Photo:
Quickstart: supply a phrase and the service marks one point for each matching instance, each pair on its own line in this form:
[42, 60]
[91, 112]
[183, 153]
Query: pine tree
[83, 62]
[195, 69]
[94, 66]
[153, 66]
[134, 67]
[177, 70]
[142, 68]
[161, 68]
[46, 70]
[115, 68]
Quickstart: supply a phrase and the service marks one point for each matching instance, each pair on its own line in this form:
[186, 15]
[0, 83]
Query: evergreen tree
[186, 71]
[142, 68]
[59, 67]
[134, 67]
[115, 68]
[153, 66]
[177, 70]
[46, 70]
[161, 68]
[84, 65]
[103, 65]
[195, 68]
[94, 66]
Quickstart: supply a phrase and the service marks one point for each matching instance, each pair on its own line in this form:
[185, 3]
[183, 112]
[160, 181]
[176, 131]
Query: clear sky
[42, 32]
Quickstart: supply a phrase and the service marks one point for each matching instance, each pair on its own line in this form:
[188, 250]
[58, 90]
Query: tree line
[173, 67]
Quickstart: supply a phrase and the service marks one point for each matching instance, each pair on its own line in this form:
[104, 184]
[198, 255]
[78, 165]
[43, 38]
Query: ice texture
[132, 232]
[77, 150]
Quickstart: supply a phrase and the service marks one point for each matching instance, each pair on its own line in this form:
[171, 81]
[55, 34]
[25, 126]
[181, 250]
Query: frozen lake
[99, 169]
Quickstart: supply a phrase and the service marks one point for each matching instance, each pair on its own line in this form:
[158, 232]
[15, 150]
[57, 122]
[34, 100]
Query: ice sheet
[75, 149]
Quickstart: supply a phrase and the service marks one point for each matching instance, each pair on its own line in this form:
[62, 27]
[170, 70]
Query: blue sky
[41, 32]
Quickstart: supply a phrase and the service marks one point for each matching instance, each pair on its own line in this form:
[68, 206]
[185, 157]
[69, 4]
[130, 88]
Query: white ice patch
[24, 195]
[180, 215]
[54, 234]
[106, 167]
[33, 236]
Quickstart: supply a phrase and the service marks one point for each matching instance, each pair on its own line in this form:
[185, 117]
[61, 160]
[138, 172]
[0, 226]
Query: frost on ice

- _AIM OF THE TASK_
The records above, in their entirety, need to be set down again exactly.

- _SOLUTION FOR THIS TASK_
Photo:
Quickstart: supply a phrase and the service marks one point for each matching instance, each pair on its own line in this form:
[42, 60]
[91, 112]
[183, 153]
Query: pine tree
[83, 62]
[195, 69]
[94, 66]
[153, 66]
[134, 67]
[177, 70]
[142, 68]
[161, 68]
[46, 70]
[115, 68]
Quickstart: supply a phrase and the service marks one point for each matching instance, each pair on its own line in this form:
[186, 15]
[0, 83]
Query: evergreen tree
[186, 71]
[142, 68]
[59, 67]
[134, 67]
[115, 68]
[153, 66]
[177, 70]
[46, 70]
[161, 68]
[84, 65]
[103, 65]
[195, 68]
[94, 66]
Quickstart: supply a phrase and the service marks one point for each matching instance, each pair on its own line in this form:
[185, 3]
[183, 112]
[160, 181]
[176, 131]
Query: clear sky
[42, 32]
Quickstart: supply a phrase and the service marks one point for each matching instance, each pair on its own line in this form:
[188, 250]
[58, 90]
Query: tree line
[173, 67]
Quickstart: supply a phrase and the service marks one point for each matching instance, each pair on its own line in this form:
[104, 184]
[198, 255]
[78, 165]
[43, 38]
Query: ice texture
[132, 232]
[77, 150]
Quickstart: supply a phrase and the service marks one point for each matching instance, each pair on its own line in this form:
[171, 81]
[55, 34]
[25, 126]
[181, 250]
Query: frozen lake
[99, 169]
Quickstart: supply a phrase and the service marks one point for each matching instance, each pair on its own line in this form:
[158, 232]
[15, 150]
[57, 122]
[34, 100]
Query: ice sheet
[75, 149]
Quickstart: supply a phrase and the service marks one point for each matching instance, each pair on its own line in this form:
[62, 27]
[170, 70]
Query: blue sky
[41, 32]
Quickstart: supply a phrase and the service marks one point for each matching instance, each pair on its own line in this form:
[68, 206]
[185, 157]
[69, 4]
[130, 88]
Query: white ice patch
[24, 195]
[180, 215]
[54, 234]
[106, 167]
[33, 236]
Quickstart: supply a phrase and the service marks one point for each matching instance, each pair on its own line in this form:
[185, 117]
[61, 160]
[138, 172]
[0, 226]
Query: frost on ice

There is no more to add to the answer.